• [Texto para leitura]
--*--
4 - Os arrendatários não terão direito a qualquer indemnização ou
compensação se vierem a beneficiar de novas instalações fornecidas pelo Estado
que reúnam condições idênticas às que desocuparem.
Artigo 11º - O disposto no nº 2 do artigo 9º é também aplicável sem
dependência de acção judicial nos casos de denúncia com fundamento na alínea b)
do artigo 1096º do Código Civil bem como nos casos de resolução ou de caducidade
do contrato por qualquer dos fundamentos admitidos no mesmo Código e uma vez
respeitados os prazos estabelecidos na lei civil'.
Analisando o concreto processo de restituição provisória da posse -
de que emerge o presente recurso - há-de ver-se que a matéria controversa
consiste aí na denúncia pelo Estado de
contrato de arrendamento comercial de imóvel de que é proprietário mesmo quando
sucedeu ao locador que celebrou aquele contrato e isso com independência de
prévia acção judicial.
--*--
• [Registos selecionados]
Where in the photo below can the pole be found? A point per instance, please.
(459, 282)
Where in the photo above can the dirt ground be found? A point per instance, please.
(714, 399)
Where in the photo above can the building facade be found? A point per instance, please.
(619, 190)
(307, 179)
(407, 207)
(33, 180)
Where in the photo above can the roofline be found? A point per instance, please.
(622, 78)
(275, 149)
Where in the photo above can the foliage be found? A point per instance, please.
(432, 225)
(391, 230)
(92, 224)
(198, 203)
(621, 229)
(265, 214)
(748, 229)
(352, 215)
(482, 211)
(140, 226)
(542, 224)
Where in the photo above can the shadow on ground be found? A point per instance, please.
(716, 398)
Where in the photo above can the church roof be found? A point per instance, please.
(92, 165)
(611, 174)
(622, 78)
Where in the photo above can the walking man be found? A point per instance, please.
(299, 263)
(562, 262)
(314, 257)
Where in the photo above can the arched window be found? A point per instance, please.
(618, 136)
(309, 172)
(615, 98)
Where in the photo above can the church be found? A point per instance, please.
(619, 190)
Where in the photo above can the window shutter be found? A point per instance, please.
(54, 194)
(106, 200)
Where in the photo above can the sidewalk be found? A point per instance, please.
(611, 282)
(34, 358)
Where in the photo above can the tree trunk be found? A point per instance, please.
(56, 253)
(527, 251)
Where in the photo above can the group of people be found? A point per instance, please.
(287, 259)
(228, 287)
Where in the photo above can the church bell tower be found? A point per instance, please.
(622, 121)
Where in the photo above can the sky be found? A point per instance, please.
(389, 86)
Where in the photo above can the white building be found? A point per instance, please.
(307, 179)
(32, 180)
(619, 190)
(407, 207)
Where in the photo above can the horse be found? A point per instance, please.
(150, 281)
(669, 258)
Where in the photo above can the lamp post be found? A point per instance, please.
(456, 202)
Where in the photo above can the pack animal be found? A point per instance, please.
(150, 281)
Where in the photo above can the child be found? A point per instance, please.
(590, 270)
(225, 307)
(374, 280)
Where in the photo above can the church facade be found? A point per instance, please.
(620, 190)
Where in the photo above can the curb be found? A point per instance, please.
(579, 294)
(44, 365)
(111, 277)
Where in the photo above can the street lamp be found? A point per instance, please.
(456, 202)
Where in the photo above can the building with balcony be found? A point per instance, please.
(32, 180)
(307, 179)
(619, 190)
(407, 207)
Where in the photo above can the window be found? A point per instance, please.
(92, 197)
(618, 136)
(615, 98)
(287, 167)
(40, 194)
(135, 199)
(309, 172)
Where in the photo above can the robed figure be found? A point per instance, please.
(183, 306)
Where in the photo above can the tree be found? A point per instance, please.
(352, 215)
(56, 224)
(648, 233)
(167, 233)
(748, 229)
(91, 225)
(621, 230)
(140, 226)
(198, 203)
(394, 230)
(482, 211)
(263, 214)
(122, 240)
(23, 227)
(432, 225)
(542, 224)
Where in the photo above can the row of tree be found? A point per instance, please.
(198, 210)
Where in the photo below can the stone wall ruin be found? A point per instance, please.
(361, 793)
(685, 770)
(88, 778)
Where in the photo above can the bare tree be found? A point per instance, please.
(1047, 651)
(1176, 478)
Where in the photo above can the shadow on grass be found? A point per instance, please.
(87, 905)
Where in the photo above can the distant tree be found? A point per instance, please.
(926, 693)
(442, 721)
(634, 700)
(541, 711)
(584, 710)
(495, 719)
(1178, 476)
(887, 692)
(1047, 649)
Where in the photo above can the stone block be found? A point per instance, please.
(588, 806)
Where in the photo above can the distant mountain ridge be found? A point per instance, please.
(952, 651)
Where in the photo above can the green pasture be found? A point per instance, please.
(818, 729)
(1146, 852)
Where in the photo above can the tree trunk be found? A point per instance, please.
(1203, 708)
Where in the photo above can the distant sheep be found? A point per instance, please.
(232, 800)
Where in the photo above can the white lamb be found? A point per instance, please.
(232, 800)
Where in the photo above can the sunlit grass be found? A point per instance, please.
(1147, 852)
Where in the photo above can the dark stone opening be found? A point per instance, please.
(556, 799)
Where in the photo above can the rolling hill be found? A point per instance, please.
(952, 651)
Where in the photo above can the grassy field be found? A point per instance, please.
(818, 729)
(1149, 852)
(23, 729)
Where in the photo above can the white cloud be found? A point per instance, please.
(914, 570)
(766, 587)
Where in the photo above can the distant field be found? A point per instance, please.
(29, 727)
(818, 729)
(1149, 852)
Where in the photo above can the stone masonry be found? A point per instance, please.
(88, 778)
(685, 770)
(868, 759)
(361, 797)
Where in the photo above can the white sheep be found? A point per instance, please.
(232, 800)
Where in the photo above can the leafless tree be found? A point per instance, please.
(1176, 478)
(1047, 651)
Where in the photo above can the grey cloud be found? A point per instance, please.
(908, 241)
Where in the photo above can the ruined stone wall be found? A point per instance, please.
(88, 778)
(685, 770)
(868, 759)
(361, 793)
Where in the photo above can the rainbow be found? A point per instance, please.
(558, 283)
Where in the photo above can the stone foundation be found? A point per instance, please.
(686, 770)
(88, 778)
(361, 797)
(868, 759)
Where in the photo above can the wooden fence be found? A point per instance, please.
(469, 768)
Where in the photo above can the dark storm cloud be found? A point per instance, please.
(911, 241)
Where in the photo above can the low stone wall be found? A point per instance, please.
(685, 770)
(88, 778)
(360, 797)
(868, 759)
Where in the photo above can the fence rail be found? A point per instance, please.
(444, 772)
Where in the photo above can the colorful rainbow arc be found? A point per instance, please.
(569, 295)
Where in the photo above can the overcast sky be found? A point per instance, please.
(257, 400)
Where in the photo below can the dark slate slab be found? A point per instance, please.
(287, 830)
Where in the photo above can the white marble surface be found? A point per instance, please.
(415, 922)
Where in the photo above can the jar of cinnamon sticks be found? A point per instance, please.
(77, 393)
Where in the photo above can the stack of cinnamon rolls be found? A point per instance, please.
--*--
• [Lista de tarefas]
1: Extraia do excerto sobre arrendamento o trecho que vai de "4 - Os arrendatários" até "na lei civil'.".
2: Segundo o excerto sobre arrendamento, em que situação os arrendatários não terão direito a qualquer indemnização ou compensação?
3: Prossiga o excerto sobre arrendamento a partir da última frase apresentada.

• [Respostas às tarefas]
1:
4 - Os arrendatários não terão direito a qualquer indemnização ou
compensação se vierem a beneficiar de novas instalações fornecidas pelo Estado
que reúnam condições idênticas às que desocuparem.
Artigo 11º - O disposto no nº 2 do artigo 9º é também aplicável sem
dependência de acção judicial nos casos de denúncia com fundamento na alínea b)
do artigo 1096º do Código Civil bem como nos casos de resolução ou de caducidade
do contrato por qualquer dos fundamentos admitidos no mesmo Código e uma vez
respeitados os prazos estabelecidos na lei civil'.

2: Quando vierem a beneficiar de novas instalações fornecidas pelo Estado que reúnam condições idênticas às que desocuparem.

3:
Sobre esta matéria se construiu toda a argumentação das alegações e
sobre esta matéria apenas se decidiu no acórdão recorrido do Supremo Tribunal de
Justiça. Isso implica - em ordem ao artigo 70º nº 1 alínea b) da Lei do Tribunal
Constitucional - que dentre as normas que se vêm de transcrever só as dos
artigos 8º e 9º nºs 1 e 2 do Decreto-Lei nº 507-A/79 estão aptas a constituir-se
em objecto do recurso de constitucionalidade [A espécie de acção aliás - acção
de restituíção da posse - afasta por natureza o problema da indemnização]. A
questão delimita-se pois nessas normas na medida em que por elas se determina
que o Estado pode denunciar o arrendamento de imóvel para fins comerciais mesmo
quando adquiriu esse imóvel já arrendado e com independência de prévia acção
judicial.
III - A recorribilidade da decisão
A decisão recorrida emerge de providência cautelar de restituição
provisória da posse [C.P.C. artigo 393º e seguintes].
Não define assim por modo definitivo a solução do litígio. Perguntar-se-á se o
carácter provisório daquela mesma decisão implica aqui o não conhecimento do
recurso. Ou seja é necessário averiguar se aqui se verificam os pressupostos do
artigo 70º nº 1 alínea b) da Lei do Tribunal Constitucional.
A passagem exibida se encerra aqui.